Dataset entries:
####################
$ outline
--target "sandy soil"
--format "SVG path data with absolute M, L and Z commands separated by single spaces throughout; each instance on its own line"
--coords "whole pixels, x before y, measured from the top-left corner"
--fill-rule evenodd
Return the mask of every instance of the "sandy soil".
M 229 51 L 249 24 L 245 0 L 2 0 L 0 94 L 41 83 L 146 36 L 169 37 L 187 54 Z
####################
§ **WHAT YOU NEED TO DO**: Please copy out every line shown above, exactly.

§ **RESPONSE BELOW**:
$ outline
--target "sandy soil"
--format "SVG path data with absolute M, L and Z commands separated by single spaces throughout; each instance on its own line"
--coords "whole pixels, x before y, measured from the top-left corner"
--fill-rule evenodd
Return the mask of every instance of the "sandy soil".
M 229 51 L 249 24 L 245 0 L 2 0 L 0 94 L 41 83 L 146 36 L 169 37 L 187 54 Z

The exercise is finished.